TASK REQUIREMENTS
a - Reproduce the portion of the duck search text from "All I was saying" to "your duck hunt.".
b - Which page of the "NAVHDA Aims Programs Test Rules" does the duck search text quote?

TEXT SECTION
* * * * * * * * *

All I was saying is that I don't think a duck search sucks. I think it is very useful. If you prefer to handle and hack your dog, more power to you. If that suits you, then go for it. Its your dog and your duck hunt.
However, where is this 20 min stuff come from?
I will quote again, this time from page 21 from the "NAVHDA Aims Programs Test Rules"

"Each dog is allowed a minumum of ten minutes to search out the duck, unless it completes the task in less time. No retrieve of the duck is required. If the opportunity for a retrieve occurs, such as the duck being caught or shot, the retrieve must be successfully completed. The test is concluded when the Judges have seen enough to render fair judgement as to whether or not the dog used it's nose, desire, perseverance, intelligence and sense of cooperation to the extent that under normal hunting conditions, the game would be brought to bag. It is emphasized that this is an exercise in searching and not a chase. If the duck is retrieved in too short of a time to make a proper judgement of the search, the handler will be asked to send the dog again without a shot being fired or another duck being released."

So the search is a minimum of 10 minutes. A dog that just swims around and around in the water is not searching. It can swim 10 minutes or 10 hours. It will still get a 0 or maybe a 1 at best. If the dog searches for say, 8 minutes and finds the duck and brings it to the hand of the handler, the judges might be satisfied depending on how the dog went about the task to say a fair judgement has been made. If they are watching a dog run up and down the bank and swim around here and there, they might want to extend the search for twenty minutes. If they do, then they are doing the handler a favor. The favor is to let the dog try to search and give it some more of a chance to search instead of telling the handler times up, and the dog gets a 0 or a 1.

* * * * * * * * *

(Records of labeled points)
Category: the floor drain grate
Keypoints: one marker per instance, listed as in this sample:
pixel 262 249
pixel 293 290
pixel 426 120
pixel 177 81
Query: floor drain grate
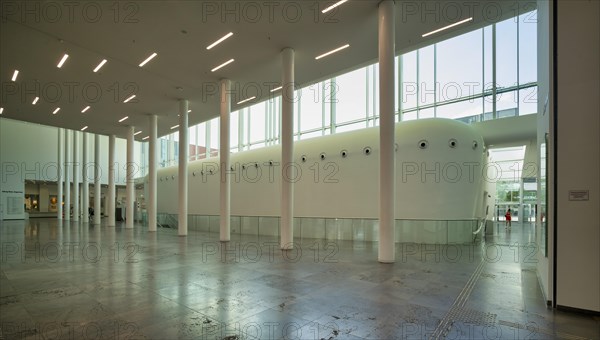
pixel 474 317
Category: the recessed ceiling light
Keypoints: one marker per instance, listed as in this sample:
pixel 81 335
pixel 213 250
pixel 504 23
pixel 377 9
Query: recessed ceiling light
pixel 223 65
pixel 148 59
pixel 446 27
pixel 219 41
pixel 62 61
pixel 333 51
pixel 247 100
pixel 333 6
pixel 100 65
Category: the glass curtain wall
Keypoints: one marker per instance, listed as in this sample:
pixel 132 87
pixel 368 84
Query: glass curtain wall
pixel 456 78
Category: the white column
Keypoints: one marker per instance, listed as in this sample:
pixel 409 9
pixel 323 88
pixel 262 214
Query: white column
pixel 76 174
pixel 224 155
pixel 110 200
pixel 151 205
pixel 67 208
pixel 130 185
pixel 59 174
pixel 387 162
pixel 97 175
pixel 287 149
pixel 183 161
pixel 85 185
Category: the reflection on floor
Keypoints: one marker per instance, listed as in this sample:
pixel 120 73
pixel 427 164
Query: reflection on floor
pixel 72 281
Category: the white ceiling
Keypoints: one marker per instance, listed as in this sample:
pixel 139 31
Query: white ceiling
pixel 35 35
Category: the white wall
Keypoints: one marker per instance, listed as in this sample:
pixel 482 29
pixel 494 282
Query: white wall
pixel 348 187
pixel 545 112
pixel 578 150
pixel 32 150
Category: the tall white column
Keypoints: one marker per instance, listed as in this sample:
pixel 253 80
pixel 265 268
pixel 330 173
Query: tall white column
pixel 224 155
pixel 151 205
pixel 85 183
pixel 130 185
pixel 110 200
pixel 97 175
pixel 60 173
pixel 67 208
pixel 387 161
pixel 287 149
pixel 183 161
pixel 76 173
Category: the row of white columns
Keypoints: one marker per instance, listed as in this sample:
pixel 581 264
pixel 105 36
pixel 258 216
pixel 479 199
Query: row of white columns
pixel 386 161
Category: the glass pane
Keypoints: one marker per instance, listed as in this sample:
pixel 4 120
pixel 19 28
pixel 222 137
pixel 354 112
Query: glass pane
pixel 409 86
pixel 311 105
pixel 214 136
pixel 459 66
pixel 468 111
pixel 506 53
pixel 528 47
pixel 487 59
pixel 506 105
pixel 257 123
pixel 202 140
pixel 409 116
pixel 351 99
pixel 528 101
pixel 426 76
pixel 350 127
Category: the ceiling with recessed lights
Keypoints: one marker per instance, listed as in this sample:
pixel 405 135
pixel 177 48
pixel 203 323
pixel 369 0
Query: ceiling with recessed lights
pixel 136 58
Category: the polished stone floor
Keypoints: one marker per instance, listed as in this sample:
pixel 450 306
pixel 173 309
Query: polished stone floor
pixel 75 281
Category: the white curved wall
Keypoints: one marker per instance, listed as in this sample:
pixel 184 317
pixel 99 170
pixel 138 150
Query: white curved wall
pixel 435 183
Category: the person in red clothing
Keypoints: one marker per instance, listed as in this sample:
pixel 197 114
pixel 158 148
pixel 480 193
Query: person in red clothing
pixel 508 217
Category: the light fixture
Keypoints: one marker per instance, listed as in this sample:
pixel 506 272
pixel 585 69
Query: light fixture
pixel 100 65
pixel 148 59
pixel 247 100
pixel 333 6
pixel 447 27
pixel 333 51
pixel 62 61
pixel 223 65
pixel 219 41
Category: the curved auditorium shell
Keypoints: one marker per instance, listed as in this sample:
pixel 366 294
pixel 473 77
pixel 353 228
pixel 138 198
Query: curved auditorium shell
pixel 439 185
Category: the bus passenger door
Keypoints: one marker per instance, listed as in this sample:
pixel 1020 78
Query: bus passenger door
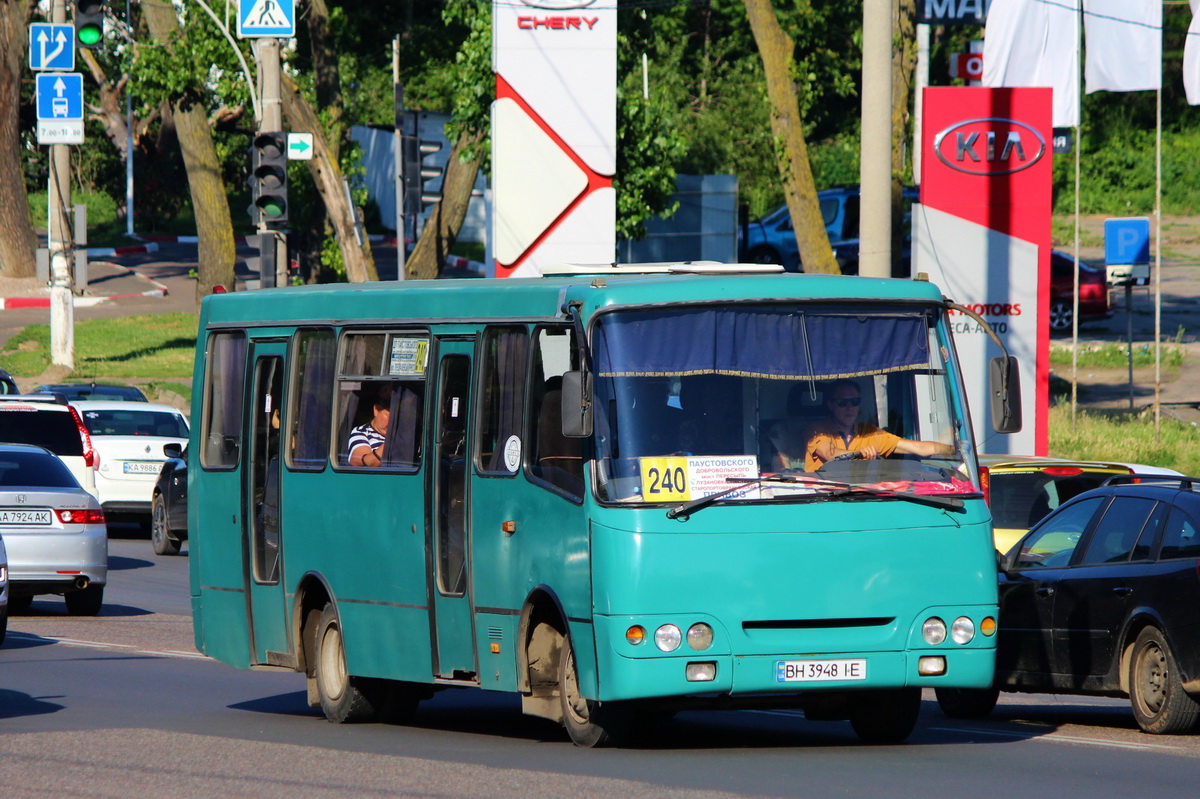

* * * * * * * * *

ANSWERS TO THE EXERCISES
a -
All I was saying is that I don't think a duck search sucks. I think it is very useful. If you prefer to handle and hack your dog, more power to you. If that suits you, then go for it. Its your dog and your duck hunt.

b - Page 21